### Textauszug

------------------------------

Eine Ursache für die Müdigkeit liegt beispielsweise im Mangel an roten Blutkörperchen. Neben ihrer Aufgabe als Filteranlage stellt die Niere Hormone und Botenstoffe her. Das Erythropoetin (EPO), das auch oft als Doping-Mittel im Sport eingesetzt wurde, verstärkt die Bildung der roten Blutkörperchen. Ohne sie gelangt weniger lebensnotwendiger Sauerstoff in die Körperzellen, sodass deren Leistungsfähigkeit sinkt.
Spätestens seit dem Stadium 3 muss ein Nierenspezialist mit in die Behandlung einbezogen werden. Durch Medikamente und eine Änderung der Ernährung und des Trinkverhaltens ist eine Verlangsamung der Niereninsuffizienz zu erreichen. Bei der Ernährung sollte genau auf den Konsum von Eiweiß geachtet werden. Sobald aber die Medikamente nicht eingenommen werden, oder sogar Infektionen auf diese Organe zukommen, schreitet die Niereninsuffizienz weiter voran.
Stadium 5: Dialysepflicht
Die GFR sinkt unter 15 ml/min.

------------------------------

### Daten
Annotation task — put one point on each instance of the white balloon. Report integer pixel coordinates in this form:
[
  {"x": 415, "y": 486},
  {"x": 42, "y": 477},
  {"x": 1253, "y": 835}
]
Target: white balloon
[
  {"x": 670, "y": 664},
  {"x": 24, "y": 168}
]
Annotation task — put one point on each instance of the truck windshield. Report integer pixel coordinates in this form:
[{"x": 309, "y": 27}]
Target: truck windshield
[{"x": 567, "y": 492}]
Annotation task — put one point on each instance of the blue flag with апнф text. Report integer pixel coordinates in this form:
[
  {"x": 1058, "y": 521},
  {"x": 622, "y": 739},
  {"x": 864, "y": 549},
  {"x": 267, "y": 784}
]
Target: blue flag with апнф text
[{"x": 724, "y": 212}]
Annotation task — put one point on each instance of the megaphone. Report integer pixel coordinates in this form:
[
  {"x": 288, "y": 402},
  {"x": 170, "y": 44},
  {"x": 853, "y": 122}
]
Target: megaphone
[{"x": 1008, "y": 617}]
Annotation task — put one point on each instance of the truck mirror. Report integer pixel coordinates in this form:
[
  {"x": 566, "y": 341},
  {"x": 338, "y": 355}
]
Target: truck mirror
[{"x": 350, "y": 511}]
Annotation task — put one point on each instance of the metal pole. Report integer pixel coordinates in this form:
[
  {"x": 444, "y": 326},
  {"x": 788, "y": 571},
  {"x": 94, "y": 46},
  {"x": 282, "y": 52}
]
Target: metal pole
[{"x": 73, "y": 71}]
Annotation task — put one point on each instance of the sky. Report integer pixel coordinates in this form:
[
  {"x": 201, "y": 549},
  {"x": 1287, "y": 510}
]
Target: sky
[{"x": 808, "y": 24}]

------------------------------

### Aufgabe 1
Beantworten Sie anhand des Textauszugs zur Niereninsuffizienz:
(a) Welcher von der Niere gebildete Botenstoff verstärkt die Bildung der roten Blutkörperchen?
(b) Ab welchem Stadium muss spätestens ein Nierenspezialist in die Behandlung einbezogen werden?
(c) Unter welchen Wert sinkt die GFR im Stadium 5?
### Aufgabe 2
Geben Sie aus dem Textauszug zur Niereninsuffizienz den Abschnitt von „Eine Ursache für“ bis einschließlich „Niereninsuffizienz weiter voran.“ wortgetreu wieder.
Die Auflistung stammt aus einer anderen Quelle.

### Lösung 1
(a) Erythropoetin (EPO)
(b) Ab Stadium 3
(c) Unter 15 ml/min

### Lösung 2
Eine Ursache für die Müdigkeit liegt beispielsweise im Mangel an roten Blutkörperchen. Neben ihrer Aufgabe als Filteranlage stellt die Niere Hormone und Botenstoffe her. Das Erythropoetin (EPO), das auch oft als Doping-Mittel im Sport eingesetzt wurde, verstärkt die Bildung der roten Blutkörperchen. Ohne sie gelangt weniger lebensnotwendiger Sauerstoff in die Körperzellen, sodass deren Leistungsfähigkeit sinkt.
Spätestens seit dem Stadium 3 muss ein Nierenspezialist mit in die Behandlung einbezogen werden. Durch Medikamente und eine Änderung der Ernährung und des Trinkverhaltens ist eine Verlangsamung der Niereninsuffizienz zu erreichen. Bei der Ernährung sollte genau auf den Konsum von Eiweiß geachtet werden. Sobald aber die Medikamente nicht eingenommen werden, oder sogar Infektionen auf diese Organe zukommen, schreitet die Niereninsuffizienz weiter voran.